• _Challenge_
Transcribe the records below exactly.
--------
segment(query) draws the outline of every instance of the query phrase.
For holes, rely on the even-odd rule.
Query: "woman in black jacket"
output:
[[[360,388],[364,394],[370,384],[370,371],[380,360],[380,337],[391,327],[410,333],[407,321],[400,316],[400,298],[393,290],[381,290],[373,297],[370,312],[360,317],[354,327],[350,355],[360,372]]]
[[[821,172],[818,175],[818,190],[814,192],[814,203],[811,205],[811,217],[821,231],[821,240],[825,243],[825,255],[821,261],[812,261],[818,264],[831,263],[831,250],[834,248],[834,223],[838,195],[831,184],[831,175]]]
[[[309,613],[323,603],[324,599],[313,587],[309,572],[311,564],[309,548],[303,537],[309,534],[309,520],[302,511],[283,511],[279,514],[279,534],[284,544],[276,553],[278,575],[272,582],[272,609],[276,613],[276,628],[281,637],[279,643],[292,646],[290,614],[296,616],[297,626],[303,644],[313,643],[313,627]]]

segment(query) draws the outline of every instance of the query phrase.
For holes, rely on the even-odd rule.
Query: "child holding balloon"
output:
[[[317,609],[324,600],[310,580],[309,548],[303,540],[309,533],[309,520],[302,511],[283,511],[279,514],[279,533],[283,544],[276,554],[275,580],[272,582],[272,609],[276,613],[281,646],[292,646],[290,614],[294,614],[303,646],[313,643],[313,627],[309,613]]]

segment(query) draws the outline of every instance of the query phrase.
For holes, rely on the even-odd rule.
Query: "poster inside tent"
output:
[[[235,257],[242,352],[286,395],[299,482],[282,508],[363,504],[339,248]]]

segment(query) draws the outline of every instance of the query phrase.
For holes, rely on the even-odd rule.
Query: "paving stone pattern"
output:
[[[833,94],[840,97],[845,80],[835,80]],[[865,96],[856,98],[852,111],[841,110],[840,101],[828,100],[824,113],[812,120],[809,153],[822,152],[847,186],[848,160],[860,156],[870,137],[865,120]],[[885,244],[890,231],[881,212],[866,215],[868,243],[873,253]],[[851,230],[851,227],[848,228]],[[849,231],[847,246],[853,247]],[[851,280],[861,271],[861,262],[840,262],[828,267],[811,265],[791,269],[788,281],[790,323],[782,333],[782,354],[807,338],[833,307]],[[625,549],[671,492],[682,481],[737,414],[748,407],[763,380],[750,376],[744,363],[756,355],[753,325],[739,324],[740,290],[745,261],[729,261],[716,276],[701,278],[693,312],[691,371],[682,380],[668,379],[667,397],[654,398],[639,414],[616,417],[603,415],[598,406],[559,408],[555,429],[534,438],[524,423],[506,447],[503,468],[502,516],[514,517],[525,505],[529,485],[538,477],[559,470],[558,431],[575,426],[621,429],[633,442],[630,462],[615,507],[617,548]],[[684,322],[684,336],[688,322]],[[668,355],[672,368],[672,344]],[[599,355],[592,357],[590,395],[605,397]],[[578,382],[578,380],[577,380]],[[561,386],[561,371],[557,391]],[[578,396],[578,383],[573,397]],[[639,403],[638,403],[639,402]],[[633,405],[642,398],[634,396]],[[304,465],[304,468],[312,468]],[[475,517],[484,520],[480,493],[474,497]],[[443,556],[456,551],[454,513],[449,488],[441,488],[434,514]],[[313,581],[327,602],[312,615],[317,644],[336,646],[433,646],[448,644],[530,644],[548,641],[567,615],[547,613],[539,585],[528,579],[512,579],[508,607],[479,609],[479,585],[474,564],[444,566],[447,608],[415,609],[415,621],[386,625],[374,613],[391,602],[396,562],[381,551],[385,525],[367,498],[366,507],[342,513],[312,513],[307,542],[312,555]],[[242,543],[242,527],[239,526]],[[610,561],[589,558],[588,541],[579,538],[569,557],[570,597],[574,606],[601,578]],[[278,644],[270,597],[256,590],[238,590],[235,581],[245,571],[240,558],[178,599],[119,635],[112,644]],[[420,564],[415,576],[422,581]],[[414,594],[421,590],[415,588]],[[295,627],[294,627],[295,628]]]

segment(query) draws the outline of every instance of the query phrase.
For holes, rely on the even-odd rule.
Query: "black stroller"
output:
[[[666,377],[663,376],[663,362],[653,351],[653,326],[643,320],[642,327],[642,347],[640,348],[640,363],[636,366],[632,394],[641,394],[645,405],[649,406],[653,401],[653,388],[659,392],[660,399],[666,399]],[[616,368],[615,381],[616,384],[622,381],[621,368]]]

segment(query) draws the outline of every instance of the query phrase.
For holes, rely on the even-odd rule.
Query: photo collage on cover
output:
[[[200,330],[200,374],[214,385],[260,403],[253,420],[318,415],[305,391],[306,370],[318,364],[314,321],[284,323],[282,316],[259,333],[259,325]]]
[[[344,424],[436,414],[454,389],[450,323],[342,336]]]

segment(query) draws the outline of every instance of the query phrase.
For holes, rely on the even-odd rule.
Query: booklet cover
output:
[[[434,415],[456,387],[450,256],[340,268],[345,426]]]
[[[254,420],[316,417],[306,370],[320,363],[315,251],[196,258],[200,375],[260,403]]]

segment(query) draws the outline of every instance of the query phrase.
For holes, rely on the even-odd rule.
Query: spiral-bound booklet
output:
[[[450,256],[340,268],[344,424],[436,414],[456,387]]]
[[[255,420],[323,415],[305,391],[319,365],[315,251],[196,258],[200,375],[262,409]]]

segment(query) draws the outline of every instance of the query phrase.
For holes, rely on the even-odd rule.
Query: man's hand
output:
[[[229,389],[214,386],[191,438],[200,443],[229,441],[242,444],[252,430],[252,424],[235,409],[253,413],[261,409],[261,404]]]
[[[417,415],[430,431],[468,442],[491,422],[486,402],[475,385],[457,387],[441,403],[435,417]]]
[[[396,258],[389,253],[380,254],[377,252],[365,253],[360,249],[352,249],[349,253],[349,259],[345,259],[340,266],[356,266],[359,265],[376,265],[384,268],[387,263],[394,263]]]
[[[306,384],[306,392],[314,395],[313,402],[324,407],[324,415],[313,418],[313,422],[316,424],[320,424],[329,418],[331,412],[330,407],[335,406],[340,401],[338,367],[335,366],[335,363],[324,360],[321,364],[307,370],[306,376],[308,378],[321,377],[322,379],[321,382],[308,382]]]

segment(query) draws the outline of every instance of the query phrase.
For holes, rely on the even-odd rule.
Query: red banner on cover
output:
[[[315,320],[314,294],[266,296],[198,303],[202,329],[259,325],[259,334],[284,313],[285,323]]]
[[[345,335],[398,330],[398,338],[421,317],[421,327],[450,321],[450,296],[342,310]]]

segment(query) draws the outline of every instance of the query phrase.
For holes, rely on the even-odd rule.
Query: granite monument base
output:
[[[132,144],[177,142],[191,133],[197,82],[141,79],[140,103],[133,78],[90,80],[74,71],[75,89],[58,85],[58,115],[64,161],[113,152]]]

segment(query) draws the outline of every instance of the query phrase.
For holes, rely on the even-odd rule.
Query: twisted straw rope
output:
--------
• _Reply_
segment(query) draws the outline of every instance of the query phrase.
For holes, rely on the even-odd rule.
Query: "woman in black jacket"
output:
[[[360,388],[364,394],[370,384],[370,371],[380,360],[380,337],[391,327],[410,333],[407,321],[400,316],[400,298],[393,290],[381,290],[373,297],[370,312],[360,317],[354,327],[350,355],[360,372]]]
[[[821,172],[818,175],[818,190],[814,192],[814,203],[811,205],[811,217],[821,231],[821,240],[825,243],[825,255],[821,261],[812,261],[818,264],[831,263],[831,250],[834,248],[834,223],[838,195],[831,184],[831,175]]]
[[[309,613],[323,603],[324,599],[313,587],[309,572],[311,564],[309,548],[303,537],[309,534],[309,520],[302,511],[283,511],[279,514],[279,534],[284,544],[276,553],[278,575],[272,582],[272,609],[276,613],[276,628],[281,637],[279,643],[292,646],[290,614],[296,616],[297,626],[303,644],[313,643],[313,627]]]

segment(query) draws the outline of every instance of the query phrase.
For holes, rely on the even-odd rule.
Query: "child holding balloon"
output:
[[[317,609],[324,600],[310,580],[309,548],[303,540],[309,533],[309,520],[302,511],[283,511],[279,514],[279,533],[283,544],[276,554],[275,580],[272,582],[272,609],[276,613],[281,646],[292,646],[290,614],[294,614],[303,646],[313,643],[313,627],[309,613]]]

segment(query) draws the outline of every instance of the query phrase.
For holes, rely on the even-odd rule.
Query: "poster inside tent"
output:
[[[235,257],[242,352],[286,395],[299,482],[282,508],[363,504],[339,248]]]

segment(query) draws the outline of every instance of the query phrase.
For holes, rely on the even-odd rule.
Query: "paving stone pattern"
output:
[[[833,94],[840,97],[845,80],[835,80]],[[865,96],[856,98],[852,111],[841,110],[840,101],[828,100],[824,113],[812,120],[809,153],[822,152],[847,186],[848,160],[860,156],[870,137],[865,120]],[[885,244],[890,231],[881,212],[866,215],[868,243],[873,253]],[[851,230],[851,227],[848,228]],[[849,231],[847,246],[853,247]],[[851,280],[861,271],[861,262],[840,262],[828,267],[811,265],[791,269],[788,281],[790,323],[782,333],[782,354],[807,338],[833,307]],[[625,549],[671,492],[682,481],[737,414],[748,407],[763,380],[750,376],[744,363],[756,355],[753,325],[739,324],[740,290],[745,261],[729,261],[716,276],[701,278],[693,312],[691,371],[682,380],[668,379],[667,397],[654,398],[639,414],[616,417],[603,415],[598,406],[559,408],[555,429],[534,438],[524,423],[506,447],[503,468],[502,516],[514,517],[525,505],[529,485],[538,477],[559,470],[558,431],[575,426],[621,429],[633,442],[630,462],[615,507],[617,548]],[[684,322],[684,336],[688,322]],[[668,355],[672,368],[672,344]],[[599,355],[592,357],[590,395],[605,397]],[[578,382],[578,380],[577,380]],[[561,386],[561,371],[557,391]],[[578,396],[578,383],[573,397]],[[639,403],[638,403],[639,402]],[[633,405],[642,398],[634,396]],[[304,465],[304,468],[312,468]],[[475,517],[484,520],[480,493],[474,497]],[[443,556],[456,551],[454,513],[449,488],[441,488],[434,514]],[[313,581],[327,602],[312,615],[317,644],[336,646],[433,646],[448,644],[530,644],[548,641],[567,615],[547,613],[539,585],[528,579],[512,579],[508,607],[479,609],[479,585],[474,564],[444,566],[447,608],[415,609],[415,621],[386,625],[374,613],[391,602],[396,562],[381,551],[385,525],[367,498],[366,507],[342,513],[312,513],[307,542],[312,555]],[[242,543],[242,527],[239,526]],[[610,561],[589,558],[588,541],[579,538],[569,557],[570,597],[574,606],[601,578]],[[278,644],[270,597],[256,590],[238,590],[235,581],[245,571],[240,558],[178,599],[119,635],[112,644]],[[420,564],[415,576],[422,581]],[[414,594],[421,590],[415,588]],[[295,627],[294,627],[295,628]]]

segment(query) draws the outline of every instance of the query phrase.
For holes, rely on the even-odd rule.
Query: "black stroller"
output:
[[[666,377],[663,376],[663,362],[653,351],[653,326],[643,320],[642,327],[642,347],[640,348],[640,363],[636,366],[632,394],[641,394],[645,405],[649,406],[653,401],[653,388],[659,392],[660,399],[666,399]],[[616,368],[615,381],[616,384],[622,381],[621,368]]]

segment(query) draws the outline of every instance of the query phrase.
For holes, rely on the even-odd rule.
Query: photo collage on cover
output:
[[[200,330],[200,374],[214,385],[260,403],[253,420],[318,415],[305,391],[306,370],[318,364],[314,321],[284,323],[282,316],[259,333],[259,325]]]
[[[344,424],[436,414],[454,389],[450,323],[342,336]]]

segment(query) draws the outline of every instance of the query phrase.
For holes, rely on the even-odd rule.
Query: booklet cover
output:
[[[434,415],[456,387],[450,256],[340,268],[345,426]]]
[[[254,420],[316,417],[306,370],[320,363],[315,251],[196,258],[200,375],[260,403]]]

segment(query) draws the outline of every instance of the query phrase.
For holes, rely on the even-odd rule.
Query: spiral-bound booklet
output:
[[[450,256],[340,268],[344,424],[436,414],[456,387]]]
[[[255,420],[323,415],[305,391],[319,365],[315,251],[196,258],[200,375],[262,409]]]

segment(query) draws the outline of every instance of the query phrase.
For holes, rely on the even-odd rule.
Query: man's hand
output:
[[[229,389],[214,386],[191,438],[200,443],[229,441],[242,444],[252,430],[252,424],[235,409],[253,413],[261,409],[261,404]]]
[[[417,415],[430,431],[468,442],[491,422],[486,402],[475,385],[457,387],[441,403],[435,417]]]
[[[396,258],[389,253],[380,254],[377,252],[365,253],[360,249],[352,249],[349,253],[349,259],[345,259],[340,266],[356,266],[359,265],[376,265],[384,268],[387,263],[394,263]]]
[[[306,384],[306,392],[314,395],[313,402],[324,407],[324,415],[313,418],[313,422],[316,424],[320,424],[329,418],[331,412],[330,407],[335,406],[340,401],[338,367],[335,366],[335,363],[324,360],[321,364],[307,370],[306,376],[308,378],[321,377],[322,379],[321,382],[308,382]]]

segment(query) draws the outline of every instance of the query phrase.
For holes, rely on the even-odd rule.
Query: red banner on cover
output:
[[[315,320],[314,294],[266,296],[198,303],[202,329],[259,325],[259,334],[284,313],[285,323]]]
[[[345,335],[398,330],[398,338],[421,317],[421,327],[450,321],[450,296],[342,310]]]

segment(query) draws the outline of every instance of the query phrase.
For holes, rely on the even-odd rule.
Query: granite monument base
output:
[[[132,144],[177,142],[191,133],[197,82],[141,79],[140,103],[133,78],[90,80],[74,71],[75,89],[58,85],[58,115],[64,161],[113,152]]]

segment(query) draws the outline of every instance of the query phrase.
For holes, rely on the even-odd rule.
Query: twisted straw rope
output:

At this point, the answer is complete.